◆ **Extract provided**
::::::::
I'm an overthinker. I'm an overthinker to a level you can't even imagine. Every minute left on delivered, every slight change in tone, and every period in a text message means something to me. I'm constantly asking myself:
Are they mad at me? What did I do wrong? How do I even begin replying to this?
Amidst this constant anxiety, I do my best to remind myself to be present, put my phone down, and worry less about the outcome. And yet, this often causes further tension:
Am I living in the moment enough? Am I missing something important? Am I doing this all wrong?


The poem A Story by Li-Young Lee resonated with me because of this constant internal conflict. Throughout the poem, the father, so focused on the possibility of the son's future, cannot express his feelings of love in the moment. 

With just one more quarter of the life I have known for the past thirteen years left, I find myself caught in the same trap. I worry when I enjoy something so much that I lose track of my future. I worry when I don't enjoy something enough. I worry when I don't feel the way I think I should. I worry when I feel too much. No matter what I do, there’s always a voice in the back of my mind asking if I’m getting it right—if I’m living out the picture-perfect senior year from the stories and the movies.

But the more I try to control the narrative, the more I realize how impossible that is. Life isn’t meant to fit into neat little boxes—it’s messy, unpredictable, and full of contradiction. Worrying about the future and reminiscing on the past doesn't have to take away from my ability to live in the present. As the speaker explores through the poem, "a boy's supplications and a father's love add up to silence" (23). Maybe, this "silence" isn't bad or wrong, it's just a part of the experience. And in that uncertainty, in the push-and-pull of overthinking, I’ve come to accept something important: my story isn't perfect. It never will be. And perhaps, somehow, that makes it perfect.
::::::::
◆ **Data**
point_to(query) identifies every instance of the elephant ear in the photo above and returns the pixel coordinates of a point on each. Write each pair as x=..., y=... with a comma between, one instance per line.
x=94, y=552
::::::::
◆ **Brief**
Give the passage from the essay on overthinking again, between "The poem A Story" and "and the movies.", inclusive, and swap "quarter" for "semester".

◆ **Reply**
The poem A Story by Li-Young Lee resonated with me because of this constant internal conflict. Throughout the poem, the father, so focused on the possibility of the son's future, cannot express his feelings of love in the moment. 

With just one more semester of the life I have known for the past thirteen years left, I find myself caught in the same trap. I worry when I enjoy something so much that I lose track of my future. I worry when I don't enjoy something enough. I worry when I don't feel the way I think I should. I worry when I feel too much. No matter what I do, there’s always a voice in the back of my mind asking if I’m getting it right—if I’m living out the picture-perfect senior year from the stories and the movies.